* **Problem requirements**: An exact copy of every record is the expected answer.
Data shown below:
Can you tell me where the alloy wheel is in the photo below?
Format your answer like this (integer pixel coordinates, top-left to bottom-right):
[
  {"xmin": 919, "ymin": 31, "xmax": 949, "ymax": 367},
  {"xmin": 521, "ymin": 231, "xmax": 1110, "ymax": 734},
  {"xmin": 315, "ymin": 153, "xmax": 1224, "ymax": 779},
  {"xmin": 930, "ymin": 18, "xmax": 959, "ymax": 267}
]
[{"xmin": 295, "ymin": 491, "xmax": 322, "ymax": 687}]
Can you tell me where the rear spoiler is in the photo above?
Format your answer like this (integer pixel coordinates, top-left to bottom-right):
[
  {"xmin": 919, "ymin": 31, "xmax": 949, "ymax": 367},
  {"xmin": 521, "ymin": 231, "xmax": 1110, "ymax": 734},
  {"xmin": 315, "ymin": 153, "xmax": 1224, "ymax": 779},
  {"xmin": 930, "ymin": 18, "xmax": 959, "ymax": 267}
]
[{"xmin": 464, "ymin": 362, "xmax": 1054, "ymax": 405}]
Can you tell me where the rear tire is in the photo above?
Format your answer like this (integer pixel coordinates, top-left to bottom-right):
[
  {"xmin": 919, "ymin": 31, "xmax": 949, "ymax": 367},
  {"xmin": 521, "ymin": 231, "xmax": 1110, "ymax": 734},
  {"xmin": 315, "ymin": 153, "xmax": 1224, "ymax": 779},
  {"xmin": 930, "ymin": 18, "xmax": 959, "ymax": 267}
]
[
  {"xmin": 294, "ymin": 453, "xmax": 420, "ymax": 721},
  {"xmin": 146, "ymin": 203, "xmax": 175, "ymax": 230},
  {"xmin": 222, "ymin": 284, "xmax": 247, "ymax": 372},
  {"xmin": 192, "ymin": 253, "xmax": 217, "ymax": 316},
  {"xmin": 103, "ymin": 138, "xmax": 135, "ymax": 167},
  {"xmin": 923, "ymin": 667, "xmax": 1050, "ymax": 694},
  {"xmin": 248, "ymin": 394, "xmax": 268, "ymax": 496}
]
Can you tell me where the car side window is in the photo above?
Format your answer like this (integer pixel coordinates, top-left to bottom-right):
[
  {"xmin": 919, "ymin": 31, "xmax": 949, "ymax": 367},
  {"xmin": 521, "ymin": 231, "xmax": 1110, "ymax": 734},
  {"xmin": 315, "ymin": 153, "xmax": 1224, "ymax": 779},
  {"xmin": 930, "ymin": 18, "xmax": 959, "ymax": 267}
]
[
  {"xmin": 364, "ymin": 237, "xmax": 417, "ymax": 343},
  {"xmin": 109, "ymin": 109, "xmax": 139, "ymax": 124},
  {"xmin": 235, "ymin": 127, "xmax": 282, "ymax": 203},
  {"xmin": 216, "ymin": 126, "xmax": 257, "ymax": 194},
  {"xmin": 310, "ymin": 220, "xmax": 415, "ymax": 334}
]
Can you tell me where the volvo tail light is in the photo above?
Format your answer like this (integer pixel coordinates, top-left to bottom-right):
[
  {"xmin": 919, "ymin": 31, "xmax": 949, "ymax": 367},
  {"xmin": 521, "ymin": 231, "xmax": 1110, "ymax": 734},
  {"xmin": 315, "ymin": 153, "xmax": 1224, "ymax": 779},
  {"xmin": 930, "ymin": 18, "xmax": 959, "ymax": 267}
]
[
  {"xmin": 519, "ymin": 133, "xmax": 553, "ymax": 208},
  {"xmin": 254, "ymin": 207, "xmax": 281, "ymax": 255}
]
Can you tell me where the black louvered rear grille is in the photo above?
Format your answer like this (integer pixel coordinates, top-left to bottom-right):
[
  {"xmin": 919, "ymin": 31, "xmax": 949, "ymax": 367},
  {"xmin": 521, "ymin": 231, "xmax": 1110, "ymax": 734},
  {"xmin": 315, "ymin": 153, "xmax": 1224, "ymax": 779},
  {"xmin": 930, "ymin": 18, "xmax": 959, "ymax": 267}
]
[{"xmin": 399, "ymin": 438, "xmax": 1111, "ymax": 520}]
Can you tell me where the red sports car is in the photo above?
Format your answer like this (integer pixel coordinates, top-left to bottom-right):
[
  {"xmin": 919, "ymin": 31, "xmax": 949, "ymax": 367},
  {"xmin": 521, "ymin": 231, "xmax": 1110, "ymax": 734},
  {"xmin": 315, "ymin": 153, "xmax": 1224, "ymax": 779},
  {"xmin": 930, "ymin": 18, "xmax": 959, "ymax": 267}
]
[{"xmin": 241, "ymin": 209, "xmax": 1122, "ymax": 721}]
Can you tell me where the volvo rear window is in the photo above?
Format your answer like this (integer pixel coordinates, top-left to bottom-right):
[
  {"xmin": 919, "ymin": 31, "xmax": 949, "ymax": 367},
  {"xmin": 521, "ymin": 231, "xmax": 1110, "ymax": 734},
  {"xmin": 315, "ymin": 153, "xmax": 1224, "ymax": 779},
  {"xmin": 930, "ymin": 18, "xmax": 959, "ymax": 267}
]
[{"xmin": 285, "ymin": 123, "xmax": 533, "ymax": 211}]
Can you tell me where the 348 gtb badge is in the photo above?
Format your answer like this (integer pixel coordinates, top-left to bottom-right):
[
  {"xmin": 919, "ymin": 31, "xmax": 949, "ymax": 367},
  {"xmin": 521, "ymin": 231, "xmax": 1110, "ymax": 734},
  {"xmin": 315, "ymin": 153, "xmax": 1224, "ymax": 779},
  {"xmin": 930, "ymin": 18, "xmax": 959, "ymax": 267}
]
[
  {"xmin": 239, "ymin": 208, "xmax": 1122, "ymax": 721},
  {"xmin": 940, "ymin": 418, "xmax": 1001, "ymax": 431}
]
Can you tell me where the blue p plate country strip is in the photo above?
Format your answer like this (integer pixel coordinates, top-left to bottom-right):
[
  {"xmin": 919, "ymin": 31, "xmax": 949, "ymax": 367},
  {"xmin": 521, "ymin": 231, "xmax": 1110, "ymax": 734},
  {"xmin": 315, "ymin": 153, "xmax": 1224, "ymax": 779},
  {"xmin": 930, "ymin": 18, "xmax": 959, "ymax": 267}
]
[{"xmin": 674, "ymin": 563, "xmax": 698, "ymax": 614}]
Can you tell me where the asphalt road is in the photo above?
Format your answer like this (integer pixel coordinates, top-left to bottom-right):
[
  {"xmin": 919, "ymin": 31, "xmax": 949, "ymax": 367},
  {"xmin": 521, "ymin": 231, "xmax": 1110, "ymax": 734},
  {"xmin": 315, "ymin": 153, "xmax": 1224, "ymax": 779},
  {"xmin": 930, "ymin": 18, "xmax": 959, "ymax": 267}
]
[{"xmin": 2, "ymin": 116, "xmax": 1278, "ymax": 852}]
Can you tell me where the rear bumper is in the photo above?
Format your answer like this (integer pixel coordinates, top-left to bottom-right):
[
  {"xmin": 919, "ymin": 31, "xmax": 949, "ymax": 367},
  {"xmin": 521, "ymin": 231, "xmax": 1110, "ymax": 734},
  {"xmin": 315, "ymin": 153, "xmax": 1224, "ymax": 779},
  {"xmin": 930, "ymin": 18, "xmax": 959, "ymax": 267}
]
End of Data shown.
* **Task output**:
Can you tell me where the alloy wheel is in the photo below?
Format your answer like this (integer pixel coordinates, top-left to bottom-right):
[
  {"xmin": 919, "ymin": 31, "xmax": 949, "ymax": 367},
  {"xmin": 521, "ymin": 231, "xmax": 1110, "ymax": 734},
  {"xmin": 315, "ymin": 153, "xmax": 1224, "ymax": 779},
  {"xmin": 930, "ymin": 18, "xmax": 959, "ymax": 267}
]
[{"xmin": 295, "ymin": 491, "xmax": 322, "ymax": 687}]
Can you tell me where the rear spoiler is in the photo above?
Format your answer like this (integer pixel coordinates, top-left to bottom-right):
[
  {"xmin": 919, "ymin": 31, "xmax": 949, "ymax": 367},
  {"xmin": 521, "ymin": 231, "xmax": 1110, "ymax": 734},
  {"xmin": 315, "ymin": 153, "xmax": 1224, "ymax": 779},
  {"xmin": 930, "ymin": 18, "xmax": 959, "ymax": 267}
]
[{"xmin": 464, "ymin": 362, "xmax": 1054, "ymax": 405}]
Can you tell me where the rear tire is in the photo above?
Format your answer like this (integer pixel coordinates, top-left to bottom-right):
[
  {"xmin": 919, "ymin": 31, "xmax": 949, "ymax": 367},
  {"xmin": 521, "ymin": 231, "xmax": 1110, "ymax": 734},
  {"xmin": 315, "ymin": 153, "xmax": 1224, "ymax": 779},
  {"xmin": 930, "ymin": 18, "xmax": 959, "ymax": 267}
]
[
  {"xmin": 294, "ymin": 453, "xmax": 420, "ymax": 721},
  {"xmin": 146, "ymin": 203, "xmax": 175, "ymax": 230},
  {"xmin": 222, "ymin": 284, "xmax": 247, "ymax": 372},
  {"xmin": 192, "ymin": 253, "xmax": 217, "ymax": 316},
  {"xmin": 103, "ymin": 138, "xmax": 135, "ymax": 167},
  {"xmin": 923, "ymin": 667, "xmax": 1050, "ymax": 694},
  {"xmin": 248, "ymin": 394, "xmax": 268, "ymax": 496}
]
Can you tell me where the car side window is in the photo above?
Format your answer like this (integer pixel coordinates, top-left to bottom-right):
[
  {"xmin": 919, "ymin": 31, "xmax": 949, "ymax": 367},
  {"xmin": 521, "ymin": 231, "xmax": 1110, "ymax": 734},
  {"xmin": 315, "ymin": 153, "xmax": 1224, "ymax": 779},
  {"xmin": 930, "ymin": 18, "xmax": 959, "ymax": 267}
]
[
  {"xmin": 364, "ymin": 237, "xmax": 417, "ymax": 343},
  {"xmin": 109, "ymin": 109, "xmax": 139, "ymax": 124},
  {"xmin": 235, "ymin": 127, "xmax": 282, "ymax": 203},
  {"xmin": 216, "ymin": 126, "xmax": 257, "ymax": 194},
  {"xmin": 310, "ymin": 220, "xmax": 415, "ymax": 334}
]
Can you tell me where the volvo tail light is in the photo above?
Format your answer like this (integer pixel coordinates, top-left to bottom-right):
[
  {"xmin": 919, "ymin": 31, "xmax": 949, "ymax": 367},
  {"xmin": 521, "ymin": 231, "xmax": 1110, "ymax": 734},
  {"xmin": 315, "ymin": 153, "xmax": 1224, "ymax": 779},
  {"xmin": 930, "ymin": 18, "xmax": 959, "ymax": 267}
]
[
  {"xmin": 519, "ymin": 133, "xmax": 553, "ymax": 208},
  {"xmin": 254, "ymin": 207, "xmax": 281, "ymax": 255}
]
Can you tell me where the black louvered rear grille is in the photo above?
Format your answer like this (integer pixel coordinates, top-left to bottom-right):
[
  {"xmin": 919, "ymin": 31, "xmax": 949, "ymax": 367},
  {"xmin": 521, "ymin": 231, "xmax": 1110, "ymax": 734},
  {"xmin": 315, "ymin": 153, "xmax": 1224, "ymax": 779},
  {"xmin": 930, "ymin": 18, "xmax": 959, "ymax": 267}
]
[{"xmin": 399, "ymin": 438, "xmax": 1111, "ymax": 520}]
Can you tell me where the red sports car is in the photo above?
Format your answer like this (integer pixel coordinates, top-left to bottom-right):
[
  {"xmin": 919, "ymin": 31, "xmax": 949, "ymax": 367},
  {"xmin": 521, "ymin": 231, "xmax": 1110, "ymax": 734},
  {"xmin": 315, "ymin": 153, "xmax": 1224, "ymax": 779},
  {"xmin": 930, "ymin": 18, "xmax": 959, "ymax": 267}
]
[{"xmin": 241, "ymin": 209, "xmax": 1122, "ymax": 721}]
Can you tell me where the volvo rear window is in the photo above?
Format your answer like this (integer pixel coordinates, top-left to bottom-right):
[
  {"xmin": 919, "ymin": 31, "xmax": 949, "ymax": 367},
  {"xmin": 521, "ymin": 231, "xmax": 1110, "ymax": 734},
  {"xmin": 315, "ymin": 153, "xmax": 1224, "ymax": 779},
  {"xmin": 930, "ymin": 18, "xmax": 959, "ymax": 267}
]
[{"xmin": 285, "ymin": 123, "xmax": 533, "ymax": 211}]
Can you tell me where the 348 gtb badge is in the photo above?
Format your answer like this (integer pixel coordinates, top-left to bottom-right):
[
  {"xmin": 919, "ymin": 31, "xmax": 949, "ymax": 367},
  {"xmin": 521, "ymin": 231, "xmax": 1110, "ymax": 734},
  {"xmin": 315, "ymin": 153, "xmax": 1224, "ymax": 779},
  {"xmin": 930, "ymin": 18, "xmax": 959, "ymax": 267}
]
[
  {"xmin": 239, "ymin": 208, "xmax": 1122, "ymax": 721},
  {"xmin": 940, "ymin": 418, "xmax": 1001, "ymax": 431}
]
Can you tell me where the blue p plate country strip is in the photo above?
Format your answer like this (integer pixel coordinates, top-left to bottom-right):
[
  {"xmin": 919, "ymin": 31, "xmax": 949, "ymax": 367},
  {"xmin": 521, "ymin": 231, "xmax": 1110, "ymax": 734},
  {"xmin": 315, "ymin": 153, "xmax": 1224, "ymax": 779},
  {"xmin": 930, "ymin": 18, "xmax": 959, "ymax": 267}
]
[{"xmin": 674, "ymin": 563, "xmax": 698, "ymax": 614}]
Can you tell me where the asphalt road is in the photo above?
Format your answer like this (integer pixel coordinates, top-left to bottom-right):
[
  {"xmin": 919, "ymin": 31, "xmax": 949, "ymax": 367},
  {"xmin": 521, "ymin": 231, "xmax": 1110, "ymax": 734},
  {"xmin": 315, "ymin": 153, "xmax": 1224, "ymax": 779},
  {"xmin": 930, "ymin": 18, "xmax": 959, "ymax": 267}
]
[{"xmin": 2, "ymin": 116, "xmax": 1278, "ymax": 852}]
Can you tell me where the rear bumper is in the photo above?
Format your answer like this (integer pixel coordinates, top-left to bottom-right):
[
  {"xmin": 919, "ymin": 31, "xmax": 949, "ymax": 367},
  {"xmin": 521, "ymin": 231, "xmax": 1110, "ymax": 734},
  {"xmin": 315, "ymin": 153, "xmax": 1224, "ymax": 779},
  {"xmin": 930, "ymin": 18, "xmax": 959, "ymax": 267}
]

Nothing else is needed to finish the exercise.